## Quellenauszug

* * *

Heute wird unsere Mara 25 Jahre alt. Ich gratuliere ihr telefonisch und per Whattsapp. Alles gute, du Superschloggy, mach weiter so. Ich bin sehr stolz auf dich.
Herrlichstes Segeln. Der stetige Nordwind bringt uns mit einer Geschwindigkeit von 6 bis 7 Knoten südwärts. Mittags zaubert Valentin einen Thunfischsalat, als Nachtisch gibt es einen handgebrühten Espresso aus der kleinen Maschine, die Merle mir geschenkt hat. Karl-Heinz erledigt kleinere Basteleien am Schiff, tauscht Schäkel aus, bändselt fest. Der Tag ist sehr sonnig, im Windschatten der Sprayhood sitzen hält man es gut im Tshirt aus. Als gegen Abend der Spi geborgen ist wird es sehr ruhig an Bord. Nix mehr zu tun. Valentin fragt, ob wir einen Gin Tonic möchten. Und wir stoßen auf den Cabanet Sauvignon. Leicht angeduselt klönen wir in den Abend, retten den Weltfrieden, lösen die Bildungsmisere in Deutschland und der Schweiz und erhöhen das Bruttosozialprodukt beider Länder um 1 Prozent.

* * *

## Das Material
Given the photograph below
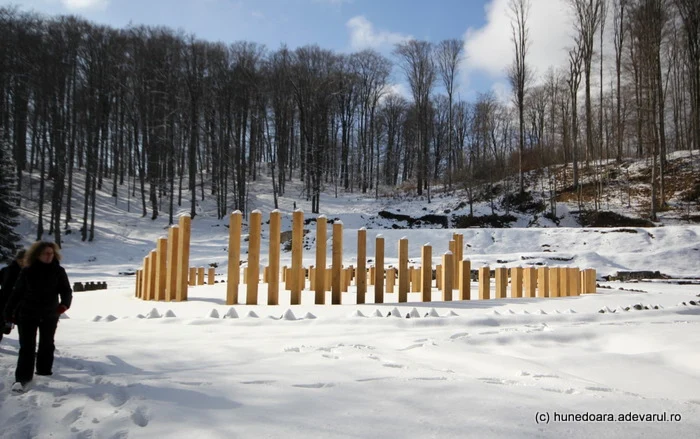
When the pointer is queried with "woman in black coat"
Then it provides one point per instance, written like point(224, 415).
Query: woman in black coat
point(34, 305)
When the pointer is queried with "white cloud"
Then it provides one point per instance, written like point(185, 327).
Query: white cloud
point(84, 4)
point(400, 89)
point(334, 2)
point(363, 35)
point(489, 49)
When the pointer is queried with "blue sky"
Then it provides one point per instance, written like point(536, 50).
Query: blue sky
point(349, 25)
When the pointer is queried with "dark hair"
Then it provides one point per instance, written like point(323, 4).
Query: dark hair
point(37, 248)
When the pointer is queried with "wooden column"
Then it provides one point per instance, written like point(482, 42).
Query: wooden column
point(147, 277)
point(501, 274)
point(336, 294)
point(379, 269)
point(192, 277)
point(200, 275)
point(361, 279)
point(183, 254)
point(233, 278)
point(554, 282)
point(465, 286)
point(563, 281)
point(403, 270)
point(543, 282)
point(484, 283)
point(447, 280)
point(390, 279)
point(297, 253)
point(152, 276)
point(320, 271)
point(516, 282)
point(161, 266)
point(273, 269)
point(427, 268)
point(139, 274)
point(530, 279)
point(452, 245)
point(459, 247)
point(254, 228)
point(416, 274)
point(171, 263)
point(211, 276)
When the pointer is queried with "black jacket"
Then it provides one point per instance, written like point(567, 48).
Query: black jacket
point(37, 291)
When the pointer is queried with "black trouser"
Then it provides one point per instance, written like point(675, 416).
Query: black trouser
point(27, 328)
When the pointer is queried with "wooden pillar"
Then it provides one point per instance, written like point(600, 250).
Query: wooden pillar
point(427, 275)
point(145, 281)
point(379, 269)
point(390, 279)
point(183, 254)
point(452, 245)
point(273, 269)
point(465, 286)
point(447, 281)
point(320, 271)
point(543, 282)
point(139, 277)
point(297, 281)
point(459, 253)
point(152, 276)
point(233, 278)
point(361, 279)
point(254, 228)
point(554, 284)
point(415, 274)
point(484, 283)
point(530, 279)
point(563, 281)
point(574, 281)
point(336, 295)
point(200, 275)
point(516, 282)
point(171, 263)
point(192, 278)
point(161, 265)
point(501, 274)
point(403, 270)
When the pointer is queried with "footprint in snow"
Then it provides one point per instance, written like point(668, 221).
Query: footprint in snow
point(140, 416)
point(314, 385)
point(72, 416)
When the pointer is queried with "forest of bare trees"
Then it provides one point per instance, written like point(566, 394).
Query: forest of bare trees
point(160, 112)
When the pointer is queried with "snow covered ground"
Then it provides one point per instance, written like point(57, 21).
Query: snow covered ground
point(126, 368)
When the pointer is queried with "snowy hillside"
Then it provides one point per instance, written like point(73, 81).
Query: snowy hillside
point(619, 363)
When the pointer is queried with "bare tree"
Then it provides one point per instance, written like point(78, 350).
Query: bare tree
point(416, 60)
point(588, 19)
point(448, 56)
point(619, 27)
point(689, 11)
point(519, 72)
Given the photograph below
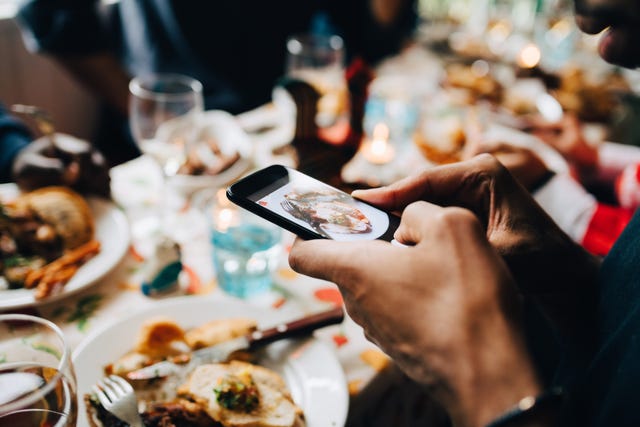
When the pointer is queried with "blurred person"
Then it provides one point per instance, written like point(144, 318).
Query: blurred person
point(447, 308)
point(33, 164)
point(594, 223)
point(236, 49)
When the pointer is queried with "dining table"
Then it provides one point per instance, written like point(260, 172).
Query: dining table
point(379, 393)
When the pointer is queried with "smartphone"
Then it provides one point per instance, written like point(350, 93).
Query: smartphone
point(310, 208)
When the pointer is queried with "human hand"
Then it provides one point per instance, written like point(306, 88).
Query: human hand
point(522, 163)
point(444, 309)
point(567, 138)
point(68, 162)
point(620, 20)
point(544, 261)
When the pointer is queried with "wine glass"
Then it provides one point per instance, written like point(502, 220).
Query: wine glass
point(37, 380)
point(164, 113)
point(319, 60)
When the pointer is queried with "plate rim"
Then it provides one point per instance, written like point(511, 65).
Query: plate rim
point(105, 207)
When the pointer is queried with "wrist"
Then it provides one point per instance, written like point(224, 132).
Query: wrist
point(498, 376)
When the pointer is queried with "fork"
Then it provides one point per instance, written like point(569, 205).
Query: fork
point(118, 397)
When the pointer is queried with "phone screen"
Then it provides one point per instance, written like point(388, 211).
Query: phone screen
point(300, 201)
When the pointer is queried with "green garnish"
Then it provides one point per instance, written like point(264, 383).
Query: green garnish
point(237, 394)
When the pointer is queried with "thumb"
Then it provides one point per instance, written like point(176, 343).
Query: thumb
point(338, 262)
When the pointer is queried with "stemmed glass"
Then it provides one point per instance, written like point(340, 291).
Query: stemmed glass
point(37, 380)
point(164, 111)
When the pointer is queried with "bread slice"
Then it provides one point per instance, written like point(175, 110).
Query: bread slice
point(275, 407)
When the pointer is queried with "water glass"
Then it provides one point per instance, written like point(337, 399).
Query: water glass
point(394, 101)
point(320, 61)
point(246, 248)
point(37, 380)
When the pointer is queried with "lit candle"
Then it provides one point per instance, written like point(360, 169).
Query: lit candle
point(225, 214)
point(379, 150)
point(529, 56)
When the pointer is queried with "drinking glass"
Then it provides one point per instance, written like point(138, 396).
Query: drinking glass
point(556, 33)
point(164, 114)
point(37, 380)
point(246, 248)
point(320, 61)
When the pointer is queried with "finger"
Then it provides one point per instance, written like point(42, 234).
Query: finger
point(590, 25)
point(621, 46)
point(453, 184)
point(414, 223)
point(338, 262)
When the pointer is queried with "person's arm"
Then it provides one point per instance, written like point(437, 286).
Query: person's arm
point(374, 29)
point(546, 263)
point(14, 137)
point(74, 34)
point(445, 309)
point(103, 75)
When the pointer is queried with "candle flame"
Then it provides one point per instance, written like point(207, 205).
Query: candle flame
point(529, 56)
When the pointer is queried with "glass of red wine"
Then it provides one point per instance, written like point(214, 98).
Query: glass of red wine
point(37, 380)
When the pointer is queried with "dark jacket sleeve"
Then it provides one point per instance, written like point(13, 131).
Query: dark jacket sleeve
point(63, 27)
point(14, 136)
point(364, 37)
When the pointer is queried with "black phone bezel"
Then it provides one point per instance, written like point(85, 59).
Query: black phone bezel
point(267, 180)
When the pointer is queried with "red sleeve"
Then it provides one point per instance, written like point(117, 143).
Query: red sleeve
point(627, 187)
point(606, 225)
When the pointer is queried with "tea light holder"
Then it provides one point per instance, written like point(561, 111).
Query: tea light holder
point(529, 57)
point(378, 150)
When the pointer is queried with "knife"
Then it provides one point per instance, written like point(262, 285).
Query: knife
point(252, 341)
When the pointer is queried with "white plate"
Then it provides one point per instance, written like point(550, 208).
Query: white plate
point(310, 368)
point(231, 138)
point(112, 230)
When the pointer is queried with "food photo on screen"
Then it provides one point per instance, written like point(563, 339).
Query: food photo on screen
point(328, 212)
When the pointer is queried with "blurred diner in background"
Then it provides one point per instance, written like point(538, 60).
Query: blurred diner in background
point(122, 123)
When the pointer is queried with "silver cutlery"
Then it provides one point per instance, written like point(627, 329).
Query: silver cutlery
point(118, 397)
point(254, 340)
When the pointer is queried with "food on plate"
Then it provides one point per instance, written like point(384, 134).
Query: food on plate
point(442, 137)
point(232, 393)
point(161, 337)
point(589, 100)
point(326, 211)
point(476, 81)
point(242, 394)
point(45, 236)
point(207, 158)
point(217, 331)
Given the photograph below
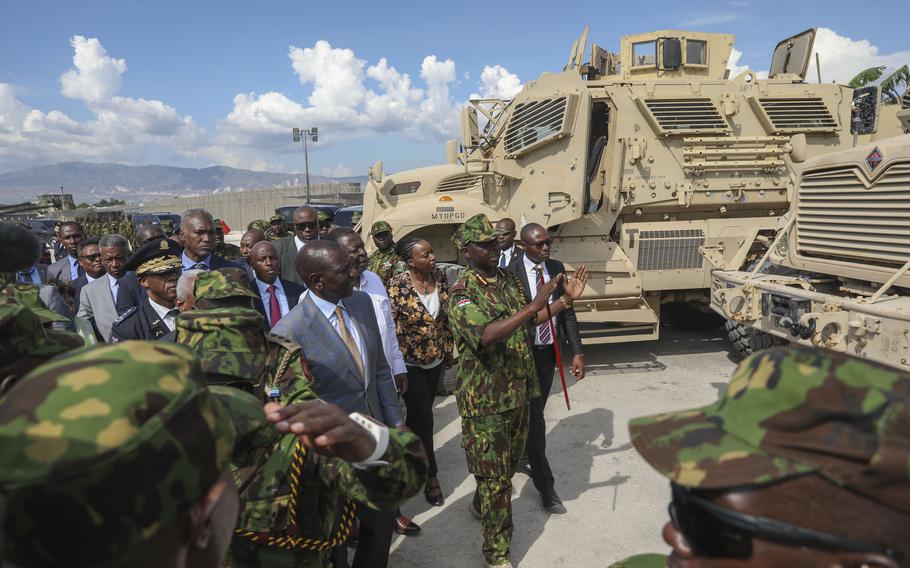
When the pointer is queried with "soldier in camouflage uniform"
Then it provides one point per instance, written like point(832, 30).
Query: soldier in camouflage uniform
point(120, 455)
point(493, 329)
point(277, 228)
point(285, 520)
point(384, 261)
point(802, 462)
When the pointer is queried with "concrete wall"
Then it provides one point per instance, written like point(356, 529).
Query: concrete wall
point(238, 208)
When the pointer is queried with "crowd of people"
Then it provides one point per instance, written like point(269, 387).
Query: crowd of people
point(179, 401)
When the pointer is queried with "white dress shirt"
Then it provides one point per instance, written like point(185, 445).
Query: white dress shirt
point(372, 285)
point(279, 293)
point(328, 310)
point(531, 271)
point(166, 315)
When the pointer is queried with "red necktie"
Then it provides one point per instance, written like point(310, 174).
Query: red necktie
point(274, 306)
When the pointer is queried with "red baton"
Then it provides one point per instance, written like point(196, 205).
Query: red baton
point(562, 375)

* * *

## Auftrag
Führe den Auszug aus dem Segeltagebuch weiter und beginne direkt nach seinem letzten Satz.

## Antwortfeld
Gegen 8.30 Uhr gibt es noch eine Portion Nudeln. Meine Wache beginnt nach 22 Uhr, Valentin und Karl-Heinz klettern in ihre Kojen. Der Vollmond und der wolkenlose Himmel bringen eine helle Nacht. Um uns herum sind einige Fischer unterwegs, mit ähnlicher Geschwindigkeit wie wir, ich vermute dass sie Schleppnetze ziehen. Ein Fahrtenkatamaran geht mit uns durch die Nacht, seine Hecklaterne ist eine Orientierung. Als ich gegen 2.30 Uhr ins Bett gehe, ist das letzte was ich höre, dass Karl-Heinz die Maschine startet.
17. Juni 2019 – Cascais – Homerun
Die läuft auch noch, als ich am Montagmorgen sehr spät erwache. Valentin ist an Deck und fährt Slalom durch ein Feld von Fischerbojen. Die gesamte Küste ist gespickt damit. Tagsüber kann man den kleinen Minen, wie Karl-Heinz sie nennt, ganz gut ausweichen. Nachts ist es einfach Glück, keine der unbeleuchteten Dinger zu erwischen. Ein Fischernetz festgehakt an unserem T-Kiel, eine Horrorvision.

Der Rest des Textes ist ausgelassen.